Please retype the records below exactly, leaving out any pictures.

### Stored records

┌──

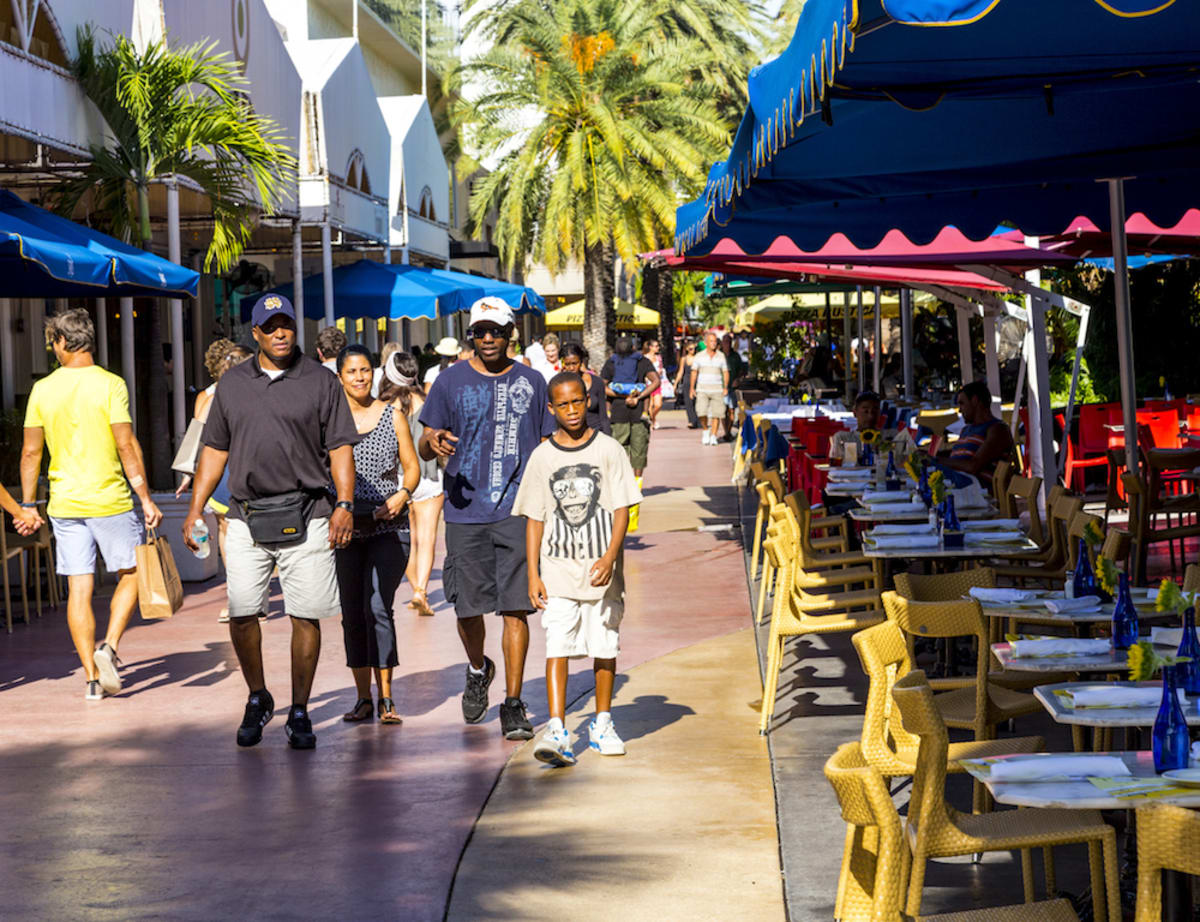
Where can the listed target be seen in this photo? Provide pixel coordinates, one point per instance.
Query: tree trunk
(157, 430)
(599, 309)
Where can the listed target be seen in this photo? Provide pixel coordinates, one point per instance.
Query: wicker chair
(1168, 839)
(796, 612)
(875, 860)
(886, 744)
(937, 830)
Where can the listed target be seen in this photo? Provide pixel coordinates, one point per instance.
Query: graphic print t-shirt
(575, 491)
(498, 420)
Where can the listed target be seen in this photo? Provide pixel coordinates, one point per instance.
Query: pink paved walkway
(142, 807)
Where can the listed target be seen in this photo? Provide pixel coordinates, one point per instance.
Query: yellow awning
(629, 317)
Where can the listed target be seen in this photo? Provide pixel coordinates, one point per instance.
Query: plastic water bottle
(201, 536)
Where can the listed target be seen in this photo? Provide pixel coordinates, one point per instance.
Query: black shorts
(485, 567)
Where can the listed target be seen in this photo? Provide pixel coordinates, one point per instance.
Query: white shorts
(307, 573)
(117, 536)
(582, 628)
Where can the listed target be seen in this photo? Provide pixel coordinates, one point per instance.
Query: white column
(127, 372)
(327, 269)
(991, 360)
(1125, 321)
(7, 357)
(879, 340)
(298, 280)
(102, 331)
(179, 394)
(966, 369)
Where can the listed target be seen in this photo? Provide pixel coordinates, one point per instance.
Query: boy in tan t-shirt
(575, 494)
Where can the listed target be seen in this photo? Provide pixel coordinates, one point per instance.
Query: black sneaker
(299, 729)
(474, 696)
(259, 707)
(514, 723)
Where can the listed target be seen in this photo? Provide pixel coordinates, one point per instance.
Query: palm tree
(174, 113)
(604, 124)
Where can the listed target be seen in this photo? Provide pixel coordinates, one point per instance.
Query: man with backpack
(629, 379)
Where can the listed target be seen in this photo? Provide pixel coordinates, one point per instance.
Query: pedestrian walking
(219, 358)
(576, 497)
(485, 417)
(385, 474)
(81, 412)
(330, 341)
(708, 387)
(400, 389)
(575, 358)
(283, 427)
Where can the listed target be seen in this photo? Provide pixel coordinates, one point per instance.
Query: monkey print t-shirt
(574, 491)
(498, 420)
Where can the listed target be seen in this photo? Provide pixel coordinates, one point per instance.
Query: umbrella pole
(1125, 321)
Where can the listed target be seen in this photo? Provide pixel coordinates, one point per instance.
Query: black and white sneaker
(299, 729)
(106, 665)
(474, 695)
(259, 707)
(514, 723)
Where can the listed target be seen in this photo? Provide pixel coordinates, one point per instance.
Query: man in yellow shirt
(82, 413)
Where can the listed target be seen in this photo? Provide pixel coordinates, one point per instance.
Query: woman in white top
(709, 384)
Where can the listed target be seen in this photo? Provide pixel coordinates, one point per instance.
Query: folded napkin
(1060, 647)
(910, 528)
(1117, 696)
(1084, 603)
(851, 473)
(887, 496)
(1059, 766)
(1167, 636)
(984, 525)
(985, 594)
(891, 542)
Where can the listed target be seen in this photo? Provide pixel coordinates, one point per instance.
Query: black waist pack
(277, 519)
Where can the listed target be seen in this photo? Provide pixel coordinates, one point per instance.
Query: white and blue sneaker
(555, 748)
(603, 737)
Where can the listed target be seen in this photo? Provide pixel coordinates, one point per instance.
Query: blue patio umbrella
(46, 256)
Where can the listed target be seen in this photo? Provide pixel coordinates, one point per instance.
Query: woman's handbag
(277, 519)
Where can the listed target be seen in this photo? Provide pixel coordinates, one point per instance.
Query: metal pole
(179, 389)
(7, 370)
(879, 339)
(298, 280)
(327, 271)
(127, 371)
(906, 341)
(102, 331)
(1125, 321)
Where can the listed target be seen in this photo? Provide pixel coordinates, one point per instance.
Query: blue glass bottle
(1085, 576)
(1125, 617)
(1171, 743)
(1189, 671)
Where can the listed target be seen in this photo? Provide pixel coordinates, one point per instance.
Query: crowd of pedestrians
(333, 474)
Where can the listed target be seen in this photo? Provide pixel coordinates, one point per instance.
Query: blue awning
(367, 288)
(916, 114)
(46, 256)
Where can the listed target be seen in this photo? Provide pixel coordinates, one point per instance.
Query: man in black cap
(283, 425)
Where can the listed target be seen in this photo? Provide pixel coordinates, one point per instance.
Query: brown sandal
(388, 712)
(357, 713)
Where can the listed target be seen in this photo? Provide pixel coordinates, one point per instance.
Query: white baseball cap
(491, 310)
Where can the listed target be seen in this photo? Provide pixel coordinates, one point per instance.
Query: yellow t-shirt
(76, 408)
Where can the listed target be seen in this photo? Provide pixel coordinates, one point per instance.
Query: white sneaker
(605, 740)
(555, 748)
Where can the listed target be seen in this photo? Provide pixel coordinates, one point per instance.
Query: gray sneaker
(107, 664)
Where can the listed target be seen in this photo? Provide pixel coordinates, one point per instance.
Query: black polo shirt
(279, 432)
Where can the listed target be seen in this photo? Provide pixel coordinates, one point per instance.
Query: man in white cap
(484, 418)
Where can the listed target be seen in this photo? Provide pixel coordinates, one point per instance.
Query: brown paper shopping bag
(160, 590)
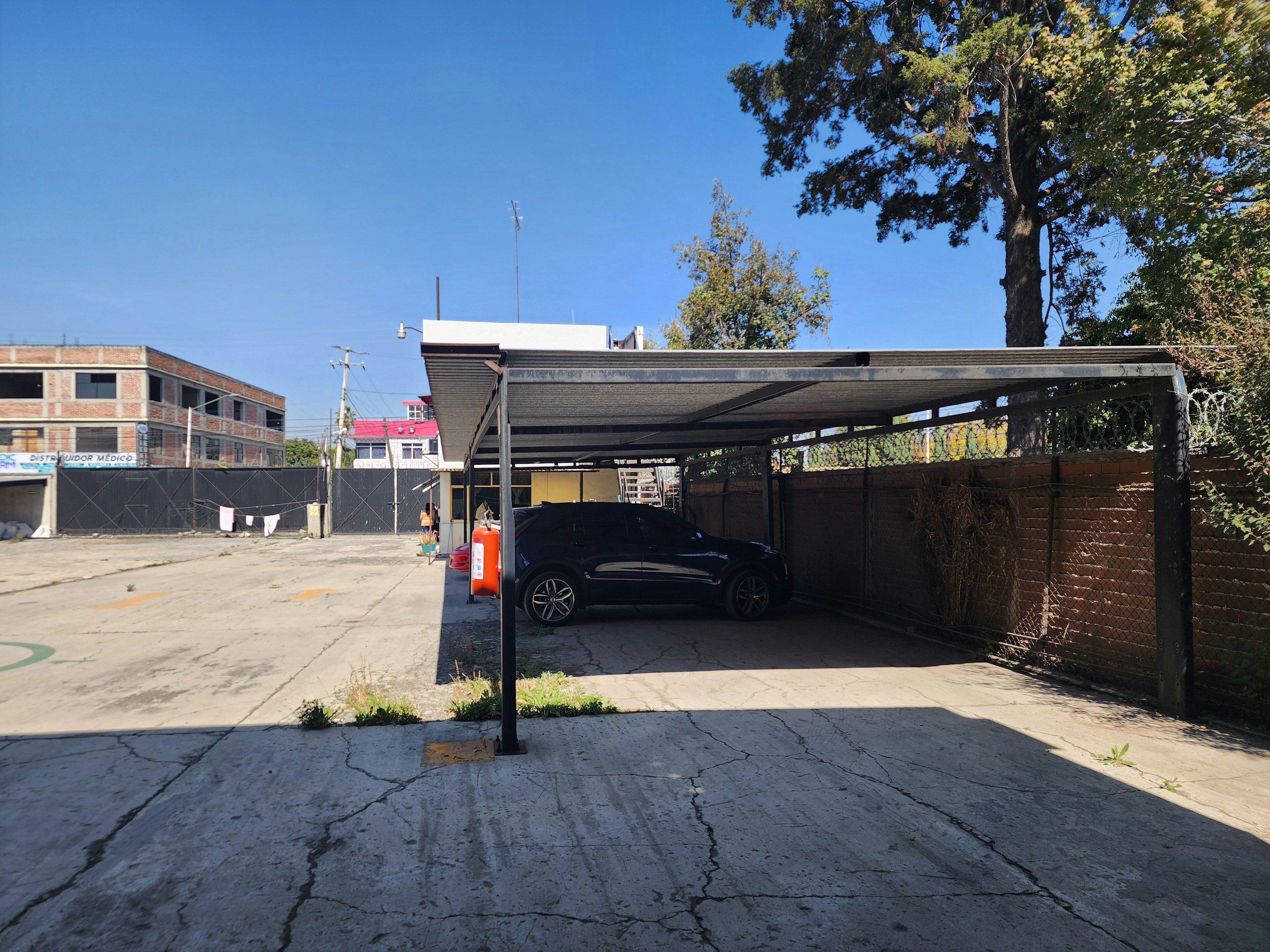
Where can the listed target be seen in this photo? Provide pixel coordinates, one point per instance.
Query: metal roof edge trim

└──

### Solution for this exercise
Where can the listed target be seen in this photo? Provide pixel coordinates, one point per instance.
Query: tree trunk
(157, 430)
(599, 309)
Where can the listed target be seen in this photo? Provide pixel coordinates, one point per instance.
Query: wicker chair
(1168, 839)
(796, 612)
(875, 860)
(886, 744)
(937, 830)
Where can the listed target be seen in this photo? Provide pixel coordinates, one point per instance.
Query: graphic print t-shirt
(575, 491)
(498, 420)
Where can the listed target be seen in this photo? Provide pixel coordinates, one point per instance.
Query: pink paved walkway
(142, 807)
Where can the listed target be seen in this photo? Provide pixel coordinates, one point per instance.
Query: yellow awning
(629, 317)
Where can the listed target be seen in this photo? Provide pixel coordinates, one point per instance.
Query: plastic water bottle
(201, 536)
Where can the listed target be seen in this photo? Provide pixel coordinates, one point per instance.
Query: black shorts
(485, 567)
Where can the listed target be seen in this photo? Provide pixel coordinates, one point per instance.
Query: white shorts
(307, 573)
(117, 536)
(582, 628)
Where can the listed target be seen in this photo? Provide pixel coordinates, one point per instance.
Query: white column
(127, 372)
(327, 269)
(991, 360)
(1125, 321)
(7, 357)
(879, 340)
(298, 280)
(102, 331)
(179, 394)
(966, 369)
Where can the listed target be seen in this photo? Provide pixel coordinates, one point per instance.
Query: boy in tan t-shirt
(575, 494)
Where can the listed target be seen in this photo? Provide pixel coordinates, one point per instance.
Query: black sneaker
(299, 729)
(474, 696)
(259, 707)
(514, 723)
Where can the listed target be seen in this photo? Provide pixel coordinates, one point per instance.
Query: palm tree
(174, 113)
(604, 124)
Where can the listed target be seen in this photo? Provide pixel coordinates, one point per instance.
Query: man with backpack
(629, 379)
Where can the listed target be seen in this photo? Provide pixel coordinates, one point per instance.
Query: pedestrian walking
(219, 358)
(576, 497)
(485, 417)
(385, 474)
(81, 412)
(330, 341)
(708, 387)
(400, 389)
(575, 358)
(283, 427)
Where can the listed target be seen in this photo? Provide pixel coordinates, one point per instance.
Query: monkey print t-shirt
(574, 491)
(498, 420)
Where can the listed target be seen in this photo? Provide pixel coordinates, one point per instance.
Query: umbrella pole
(1125, 321)
Where can the listed target be seen in this photo? Provide pixel coordinates, one point per instance.
Query: black and white sneaker
(299, 729)
(106, 665)
(474, 695)
(259, 707)
(514, 723)
Where can the listed target be seen in this photo? Provide pixel coordinates, one point per instance.
Query: man in yellow shirt
(82, 413)
Where can the listed target be seen in this photo? Provide pixel coordinates, one point per instance.
Query: woman in white top
(709, 384)
Where can the listed target be seen in this photo? Provide pixel coordinates, one point per instance.
Query: folded napkin
(1060, 647)
(910, 528)
(1117, 696)
(1084, 603)
(851, 473)
(887, 496)
(1059, 766)
(1167, 636)
(984, 525)
(985, 594)
(891, 542)
Where can the listed target be seen in this photo? Provide pixel coordinates, one point per instance.
Query: black waist pack
(277, 519)
Where can the listed target be seen in this photo? Provide pixel coordinates, one point per instance.
Query: white and blue sneaker
(555, 748)
(603, 737)
Where can the listed target be seen in this photo? Provide pixel coordinates, one point per instance.
Query: blue patio umbrella
(46, 256)
Where can the listed target be seen in this photo? Provide pixel coordinates, one point per instance.
Query: woman's handbag
(277, 519)
Where can the listed target be seen in this photo? Provide pixel coordinates, one point per instance.
Query: metal pole
(179, 389)
(7, 370)
(879, 339)
(298, 280)
(327, 271)
(127, 371)
(906, 341)
(102, 331)
(1125, 321)
Where can the listed target be seen in this photo? Provide pixel coordinates, one point per instance.
Query: blue glass bottle
(1085, 576)
(1125, 617)
(1171, 743)
(1189, 671)
Where can the listed target be seen in this photo? Provide pixel coordinates, one point per instance.
Query: crowd of pedestrians
(333, 474)
Where can the listed target be seen in this photo? Provide pixel coordinates, one point per instance.
Query: blue awning
(367, 288)
(916, 114)
(46, 256)
Where can the listed target be seen in this photo? Provide pixel coordinates, one point per instance.
Query: man in black cap
(283, 425)
Where can the listed target be seen in this photo? Provide pixel coordinates, one point per instance.
Query: brown sandal
(388, 712)
(357, 713)
Where can the listed target be seen in this photo? Provide pixel coordinates, one point per instance.
Query: white baseball cap
(491, 310)
Where can the listed target be seen in this photo? Provide pixel coordinates, one point per instance.
Query: yellow t-shirt
(76, 408)
Where can the listed target be seen in this photo? Provide pixel coordinates, one point per instance.
Query: white sneaker
(605, 740)
(555, 748)
Where can the listed target be seen in this photo? Provide pixel coordinates, one point per instance.
Query: gray sneaker
(107, 664)
Where can the listed target be seen in this photo? Provide pixel coordinates, one point per instance.
Query: black polo shirt
(279, 432)
Where can the listed target be seen in this photo? Provide pixel coordinates, one point per instance.
Query: man in white cap
(484, 418)
Where can the listed target be seen in this photo? Provide pixel coordinates, one point per instance.
Query: brown paper shopping bag
(160, 590)
Where can the listed target be seen in this photo? Provide pixel coordinates, one point per instance.
Query: metal roof edge trim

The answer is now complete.